==== Source data ====

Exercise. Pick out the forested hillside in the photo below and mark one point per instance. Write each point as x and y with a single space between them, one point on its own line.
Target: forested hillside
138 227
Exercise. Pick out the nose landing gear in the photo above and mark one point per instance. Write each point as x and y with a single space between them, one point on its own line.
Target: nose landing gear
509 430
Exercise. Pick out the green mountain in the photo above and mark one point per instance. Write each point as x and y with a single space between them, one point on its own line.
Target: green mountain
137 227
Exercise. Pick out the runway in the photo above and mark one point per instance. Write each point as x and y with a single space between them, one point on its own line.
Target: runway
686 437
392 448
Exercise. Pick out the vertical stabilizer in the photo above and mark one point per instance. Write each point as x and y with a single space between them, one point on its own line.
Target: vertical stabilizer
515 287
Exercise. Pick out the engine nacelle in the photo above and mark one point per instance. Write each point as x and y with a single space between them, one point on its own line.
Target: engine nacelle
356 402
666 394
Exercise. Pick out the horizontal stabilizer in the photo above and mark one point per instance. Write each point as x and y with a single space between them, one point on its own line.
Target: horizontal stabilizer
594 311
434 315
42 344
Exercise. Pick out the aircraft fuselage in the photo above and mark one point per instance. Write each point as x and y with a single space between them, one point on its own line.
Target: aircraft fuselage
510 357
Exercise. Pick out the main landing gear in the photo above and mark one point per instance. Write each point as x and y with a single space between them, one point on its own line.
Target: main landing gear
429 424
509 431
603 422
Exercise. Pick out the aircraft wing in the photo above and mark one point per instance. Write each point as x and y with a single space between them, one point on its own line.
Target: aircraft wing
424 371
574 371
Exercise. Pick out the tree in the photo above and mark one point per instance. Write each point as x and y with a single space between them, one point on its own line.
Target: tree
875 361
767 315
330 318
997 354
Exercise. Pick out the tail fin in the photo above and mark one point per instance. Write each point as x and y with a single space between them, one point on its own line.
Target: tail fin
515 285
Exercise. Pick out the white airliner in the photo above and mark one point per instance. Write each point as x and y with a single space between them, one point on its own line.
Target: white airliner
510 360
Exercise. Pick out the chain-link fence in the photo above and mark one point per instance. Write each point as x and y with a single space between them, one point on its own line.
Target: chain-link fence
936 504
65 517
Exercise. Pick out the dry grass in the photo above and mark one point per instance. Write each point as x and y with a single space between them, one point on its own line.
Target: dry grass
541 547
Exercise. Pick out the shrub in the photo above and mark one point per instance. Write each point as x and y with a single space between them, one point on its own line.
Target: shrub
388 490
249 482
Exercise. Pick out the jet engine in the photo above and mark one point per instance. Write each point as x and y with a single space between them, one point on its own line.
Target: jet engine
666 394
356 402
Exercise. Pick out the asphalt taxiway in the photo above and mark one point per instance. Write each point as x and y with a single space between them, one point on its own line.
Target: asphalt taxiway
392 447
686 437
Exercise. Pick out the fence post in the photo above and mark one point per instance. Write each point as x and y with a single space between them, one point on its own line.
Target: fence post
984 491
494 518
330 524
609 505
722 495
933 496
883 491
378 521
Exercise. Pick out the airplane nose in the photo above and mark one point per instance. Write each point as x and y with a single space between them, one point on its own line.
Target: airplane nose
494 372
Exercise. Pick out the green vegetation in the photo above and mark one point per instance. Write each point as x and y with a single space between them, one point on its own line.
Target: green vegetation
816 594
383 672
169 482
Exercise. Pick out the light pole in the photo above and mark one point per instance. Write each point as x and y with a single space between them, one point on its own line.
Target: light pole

====

Exercise: Every record above should be copied exactly.

Complete answer:
Exercise. Pick out the forested hillside in the photo below and mark one point per instance. Write each point as x and y with a single space between them, one point on its own line.
Target: forested hillside
138 227
Exercise. Pick out the nose landing gear in the photo above and mark one point per instance. Write each point as x and y with a single space between them, one point on its own line.
Target: nose landing gear
509 430
Exercise. Pick out the green mountain in the photo above and mark one point per instance. Write each point as x and y with a single space between them, one point on its own line.
Target: green mountain
137 227
Exercise. Pick out the runway in the photo above and mark one point per instance. Write each point as x and y with a single space between them, one point on its own line.
Target: runway
686 437
392 448
Exercise. Pick out the vertical stabilizer in the photo above and mark one point per instance. Write each point as x and y with a single space between them, one point on its own line.
Target: vertical stabilizer
515 287
Exercise. Pick out the engine nacelle in the photo above and mark one point per instance. Write each point as x and y with a single space between them, one point on its own line.
Target: engine nacelle
356 402
666 394
Exercise. Pick out the horizontal stabilizer in the photo above and mark one point per instance. Write each point as x and y with a single space between them, one point on its own line.
Target: horizontal stabilizer
594 311
434 315
42 344
Exercise. Pick out the aircraft fuselage in the photo above and mark one point per instance. Write each point as x and y with a single space between them, one point on its own line.
Target: aircraft fuselage
510 357
Exercise. Pick out the main landing gear in the photo above and mark one point per instance. Write each point as x and y with a single space between them, one point on its own line.
Target: main landing gear
429 424
509 431
603 422
Exercise. Pick out the aircraft wing in the photo above and mark one point per instance. Write each point as x and y with a single space between them, one point on its own line.
Target: aircraft wing
424 371
574 371
Exercise. Pick out the tree in the photo above and mark one point per instance. Write each point as x and y with a single space between them, one point on its own line.
Target: tree
875 361
767 315
330 318
997 354
Exercise. Pick out the tail fin in the photo above and mark one point per instance. Write each point as x and y with a single space between them, one point on its own line.
Target: tail fin
515 285
Exercise. Pick out the white airliner in the photo above and mark one point per instance. Write each point as x and y with a single space between them, one point on its own line.
Target: white airliner
510 360
Exercise. Pick out the chain-link fence in the photo above and mark one point per instance. Write each point as x and y with a single space between them, one point on its own line.
Target: chain-link fence
936 504
65 517
Exercise. Pick out the dry grass in the photo above and mark one point per instance. Write each point as x and y with a single space between them, one point on its own line.
Target: dry grass
541 547
Exercise. Pick out the shrub in the photo above and mark one point per instance. Write each point as x and y with a single space between them, one point on its own line.
Target: shrub
388 490
249 482
Exercise. Pick out the jet engine in the photo above and mark one point per instance. Write each point as x and y with a single space between them, one point on its own line.
Target: jet engine
666 394
356 402
Exercise. Pick out the asphalt taxiway in the photo above and mark one point per instance. Write each point as x and y with a single space between them, one point on its own line.
Target: asphalt taxiway
392 447
686 437
Exercise. Pick out the fence post in the photo above and mark one point per instance. Write each point as x and y with a single space between them, one point on its own line.
Target: fence post
984 491
494 518
330 524
609 505
722 495
933 496
883 491
378 521
Exercise. Pick out the airplane nose in the photo above and mark one point per instance. Write each point as x and y with a single space between them, one point on its own line.
Target: airplane nose
494 372
Exercise. Pick out the green vegetation in the photo above and mark one point per instance. Write each point as x and y with a single space between them, one point on its own line.
Target: green vegetation
816 594
383 672
169 482
Exercise. Pick out the light pole in the photo above and mark one point per instance. Write each point as x and y with a single space between them, one point on its own line.
Target: light pole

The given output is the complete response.